Arrange every line of the material below as a Markdown table with the columns Number and Line, numbering the rows in order and leaving out any blank lines.

**Supplied records:**

# # # # # # #

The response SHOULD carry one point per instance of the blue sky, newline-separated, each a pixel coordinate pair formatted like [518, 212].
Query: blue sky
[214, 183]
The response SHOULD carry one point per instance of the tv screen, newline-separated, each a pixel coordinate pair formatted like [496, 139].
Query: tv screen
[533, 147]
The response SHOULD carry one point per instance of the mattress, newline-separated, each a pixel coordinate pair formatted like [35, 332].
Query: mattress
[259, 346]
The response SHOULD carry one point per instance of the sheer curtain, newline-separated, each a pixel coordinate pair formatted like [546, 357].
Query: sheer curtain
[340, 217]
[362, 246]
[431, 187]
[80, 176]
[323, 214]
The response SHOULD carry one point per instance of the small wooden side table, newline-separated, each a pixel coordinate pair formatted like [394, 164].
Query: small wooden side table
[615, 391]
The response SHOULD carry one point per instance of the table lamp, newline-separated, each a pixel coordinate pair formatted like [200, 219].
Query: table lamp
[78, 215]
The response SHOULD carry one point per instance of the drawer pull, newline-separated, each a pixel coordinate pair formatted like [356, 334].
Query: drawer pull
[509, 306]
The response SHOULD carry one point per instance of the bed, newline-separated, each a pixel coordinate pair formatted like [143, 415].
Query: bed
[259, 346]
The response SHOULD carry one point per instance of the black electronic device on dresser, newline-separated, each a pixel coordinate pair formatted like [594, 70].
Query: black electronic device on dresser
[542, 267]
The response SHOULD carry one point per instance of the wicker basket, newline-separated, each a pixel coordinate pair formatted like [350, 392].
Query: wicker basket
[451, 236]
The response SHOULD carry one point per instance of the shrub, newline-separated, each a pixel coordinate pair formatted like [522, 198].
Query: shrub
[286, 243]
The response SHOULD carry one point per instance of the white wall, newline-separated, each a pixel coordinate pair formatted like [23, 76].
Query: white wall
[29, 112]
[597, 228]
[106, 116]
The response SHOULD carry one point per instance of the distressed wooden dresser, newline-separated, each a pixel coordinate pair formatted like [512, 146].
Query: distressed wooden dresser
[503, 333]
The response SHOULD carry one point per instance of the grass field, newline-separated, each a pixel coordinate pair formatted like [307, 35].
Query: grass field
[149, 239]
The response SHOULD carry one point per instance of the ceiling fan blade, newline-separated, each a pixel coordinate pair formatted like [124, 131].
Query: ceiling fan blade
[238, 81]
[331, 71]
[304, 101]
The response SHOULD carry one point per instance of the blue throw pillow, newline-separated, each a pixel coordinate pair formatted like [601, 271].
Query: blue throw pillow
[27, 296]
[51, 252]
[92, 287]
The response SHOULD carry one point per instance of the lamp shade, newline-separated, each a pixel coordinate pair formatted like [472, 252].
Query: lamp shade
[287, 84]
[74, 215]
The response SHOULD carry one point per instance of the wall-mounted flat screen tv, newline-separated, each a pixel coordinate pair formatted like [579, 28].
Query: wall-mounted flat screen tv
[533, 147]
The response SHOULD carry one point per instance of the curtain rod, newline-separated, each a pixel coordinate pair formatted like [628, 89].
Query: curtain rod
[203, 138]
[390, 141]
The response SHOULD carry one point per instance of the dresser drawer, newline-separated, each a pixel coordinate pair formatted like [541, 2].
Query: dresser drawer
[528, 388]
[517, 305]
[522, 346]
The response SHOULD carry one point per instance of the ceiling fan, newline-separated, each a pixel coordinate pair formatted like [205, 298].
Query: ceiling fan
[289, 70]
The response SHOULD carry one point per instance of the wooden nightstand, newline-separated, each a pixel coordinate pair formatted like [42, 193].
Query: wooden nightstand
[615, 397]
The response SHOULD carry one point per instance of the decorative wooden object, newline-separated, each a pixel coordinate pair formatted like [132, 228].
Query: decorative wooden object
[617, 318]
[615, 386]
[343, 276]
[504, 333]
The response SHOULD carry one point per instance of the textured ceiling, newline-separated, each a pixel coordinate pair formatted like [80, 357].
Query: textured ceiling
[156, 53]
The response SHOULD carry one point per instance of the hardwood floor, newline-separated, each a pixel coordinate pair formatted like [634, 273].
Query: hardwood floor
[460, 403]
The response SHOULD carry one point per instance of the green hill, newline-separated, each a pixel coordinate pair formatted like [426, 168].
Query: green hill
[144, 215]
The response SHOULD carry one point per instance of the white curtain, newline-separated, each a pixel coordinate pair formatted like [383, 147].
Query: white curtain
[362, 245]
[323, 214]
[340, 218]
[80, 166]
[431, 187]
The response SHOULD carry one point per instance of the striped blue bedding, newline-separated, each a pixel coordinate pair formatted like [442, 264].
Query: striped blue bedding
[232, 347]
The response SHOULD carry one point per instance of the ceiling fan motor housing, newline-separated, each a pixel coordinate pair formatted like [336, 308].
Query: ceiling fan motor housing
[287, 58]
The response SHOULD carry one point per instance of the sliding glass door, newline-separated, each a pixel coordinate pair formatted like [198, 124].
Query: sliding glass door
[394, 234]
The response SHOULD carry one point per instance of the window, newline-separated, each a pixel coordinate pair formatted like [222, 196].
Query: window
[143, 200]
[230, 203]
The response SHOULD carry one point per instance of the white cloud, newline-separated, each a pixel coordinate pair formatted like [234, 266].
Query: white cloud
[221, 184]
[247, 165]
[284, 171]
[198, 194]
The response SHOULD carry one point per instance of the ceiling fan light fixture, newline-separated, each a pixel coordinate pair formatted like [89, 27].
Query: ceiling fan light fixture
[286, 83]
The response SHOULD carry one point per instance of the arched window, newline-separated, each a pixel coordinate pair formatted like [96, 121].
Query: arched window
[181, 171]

# # # # # # #

**Written solution:**
| Number | Line |
|---|---|
| 1 | The response SHOULD carry one point per instance of the blue sky, newline-separated, each a pixel coordinate pair formatted like [518, 212]. |
| 2 | Query: blue sky |
| 3 | [214, 183] |
| 4 | The response SHOULD carry one point per instance of the tv screen, newline-separated, each a pixel coordinate pair formatted like [496, 139]. |
| 5 | Query: tv screen |
| 6 | [533, 147] |
| 7 | The response SHOULD carry one point per instance of the mattress, newline-separated, each a pixel coordinate pair formatted like [35, 332]. |
| 8 | Query: mattress |
| 9 | [259, 346] |
| 10 | The response SHOULD carry one point per instance of the sheer curtain, newline-separated, each a pixel coordinate pair formatted like [546, 357]. |
| 11 | Query: sheer curtain |
| 12 | [340, 217] |
| 13 | [362, 246] |
| 14 | [431, 187] |
| 15 | [80, 176] |
| 16 | [323, 214] |
| 17 | The response SHOULD carry one point per instance of the small wooden side table, newline-separated, each a pixel coordinate pair formatted like [394, 164]. |
| 18 | Query: small wooden side table |
| 19 | [615, 391] |
| 20 | The response SHOULD carry one point per instance of the table lamp, newline-separated, each a pixel coordinate pair formatted like [200, 219]. |
| 21 | Query: table lamp |
| 22 | [78, 215] |
| 23 | The response SHOULD carry one point per instance of the drawer pull, newline-separated, each a pixel coordinate pair formatted like [356, 334]. |
| 24 | Query: drawer pull |
| 25 | [509, 306] |
| 26 | The response SHOULD carry one point per instance of the bed, newline-separated, each a pixel coordinate pair formatted like [143, 415]. |
| 27 | Query: bed |
| 28 | [259, 346] |
| 29 | The response SHOULD carry one point per instance of the black electronic device on dresser, newline-separated, each a pixel coordinate pair formatted like [594, 70]. |
| 30 | Query: black electronic device on dresser |
| 31 | [542, 267] |
| 32 | The response SHOULD carry one point per instance of the wicker basket, newline-separated, each a pixel coordinate pair formatted like [350, 392]. |
| 33 | Query: wicker basket |
| 34 | [451, 236] |
| 35 | The response SHOULD carry one point per instance of the shrub, newline-separated, each a pixel coordinate pair formatted like [522, 198]. |
| 36 | Query: shrub |
| 37 | [286, 243] |
| 38 | The response SHOULD carry one point per instance of the white wall, newline-separated, each a pixel coordinate pair formatted like [23, 76]. |
| 39 | Query: white wall |
| 40 | [29, 112] |
| 41 | [597, 228] |
| 42 | [106, 116] |
| 43 | The response SHOULD carry one point per instance of the distressed wooden dresser, newline-separated, each a pixel coordinate pair formatted like [512, 146]. |
| 44 | Query: distressed wooden dresser |
| 45 | [503, 333] |
| 46 | The response SHOULD carry one point per instance of the grass field, newline-separated, each a pixel coordinate pair formatted like [307, 35]. |
| 47 | Query: grass field |
| 48 | [149, 239] |
| 49 | The response SHOULD carry one point per instance of the ceiling fan blade, newline-separated, each a pixel coordinate pair formatted like [124, 131]. |
| 50 | Query: ceiling fan blade |
| 51 | [238, 81] |
| 52 | [331, 71] |
| 53 | [304, 101] |
| 54 | The response SHOULD carry one point per instance of the blue throw pillow, newline-separated, each a pixel coordinate pair formatted like [601, 271]. |
| 55 | Query: blue throw pillow |
| 56 | [27, 296] |
| 57 | [51, 252] |
| 58 | [92, 287] |
| 59 | The response SHOULD carry one point per instance of the lamp shade, newline-separated, each a pixel coordinate pair formatted like [472, 252]. |
| 60 | Query: lamp shade |
| 61 | [287, 84] |
| 62 | [74, 215] |
| 63 | The response SHOULD carry one point per instance of the wall-mounted flat screen tv, newline-separated, each a pixel coordinate pair formatted like [579, 28]. |
| 64 | Query: wall-mounted flat screen tv |
| 65 | [533, 147] |
| 66 | The response SHOULD carry one point per instance of the curtain rod, newline-separated, each a pixel coordinate pair formatted like [628, 89]. |
| 67 | Query: curtain rod |
| 68 | [203, 138] |
| 69 | [390, 141] |
| 70 | The response SHOULD carry one point per instance of the dresser drawer, newline-separated, each a pixel coordinate pair formatted like [541, 2]. |
| 71 | Query: dresser drawer |
| 72 | [528, 388] |
| 73 | [517, 305] |
| 74 | [522, 346] |
| 75 | The response SHOULD carry one point per instance of the ceiling fan, newline-separated, each a pixel coordinate pair formatted like [205, 298]. |
| 76 | Query: ceiling fan |
| 77 | [289, 70] |
| 78 | The response SHOULD carry one point per instance of the wooden nightstand, newline-separated, each a pixel coordinate pair formatted like [42, 193]. |
| 79 | Query: wooden nightstand |
| 80 | [615, 397] |
| 81 | The response SHOULD carry one point per instance of the decorative wooden object, newline-separated, each a pixel coordinate pair formatted like [132, 228]. |
| 82 | Query: decorative wooden object |
| 83 | [617, 318] |
| 84 | [615, 386] |
| 85 | [343, 276] |
| 86 | [504, 333] |
| 87 | The response SHOULD carry one point per instance of the textured ceiling, newline-separated, each a pixel coordinate pair formatted like [80, 357]. |
| 88 | Query: textured ceiling |
| 89 | [156, 53] |
| 90 | The response SHOULD carry one point per instance of the hardwood floor, newline-separated, each a pixel coordinate pair formatted like [634, 273]. |
| 91 | Query: hardwood floor |
| 92 | [460, 403] |
| 93 | The response SHOULD carry one point per instance of the green hill, newline-separated, each a pixel coordinate pair formatted like [426, 168]. |
| 94 | Query: green hill |
| 95 | [144, 215] |
| 96 | The response SHOULD carry one point per instance of the white curtain, newline-separated, each a pixel coordinate pair formatted like [383, 147]. |
| 97 | Query: white curtain |
| 98 | [362, 245] |
| 99 | [323, 214] |
| 100 | [340, 218] |
| 101 | [80, 166] |
| 102 | [431, 187] |
| 103 | The response SHOULD carry one point per instance of the striped blue bedding, newline-separated, each a pixel coordinate pair formatted like [442, 264]. |
| 104 | Query: striped blue bedding |
| 105 | [232, 347] |
| 106 | The response SHOULD carry one point per instance of the ceiling fan motor housing, newline-separated, each a pixel coordinate pair formatted like [336, 308]. |
| 107 | Query: ceiling fan motor housing |
| 108 | [287, 58] |
| 109 | The response SHOULD carry one point per instance of the sliding glass door, newline-separated, each a pixel coordinate pair formatted like [198, 124]. |
| 110 | Query: sliding glass door |
| 111 | [394, 234] |
| 112 | The response SHOULD carry one point per instance of the window, newline-separated, each a pixel coordinate pair formatted like [222, 196]. |
| 113 | Query: window |
| 114 | [143, 200] |
| 115 | [230, 203] |
| 116 | The response SHOULD carry one point per instance of the white cloud, newline-separated, each a pixel coordinate pair formatted like [234, 266]. |
| 117 | Query: white cloud |
| 118 | [221, 184] |
| 119 | [247, 165] |
| 120 | [284, 171] |
| 121 | [198, 194] |
| 122 | The response SHOULD carry one point per instance of the ceiling fan light fixture, newline-separated, each a pixel coordinate pair formatted like [89, 27]. |
| 123 | Query: ceiling fan light fixture |
| 124 | [286, 83] |
| 125 | The response SHOULD carry one point per instance of the arched window, newline-separated, each a pixel coordinate pair formatted like [96, 121]. |
| 126 | Query: arched window |
| 127 | [181, 171] |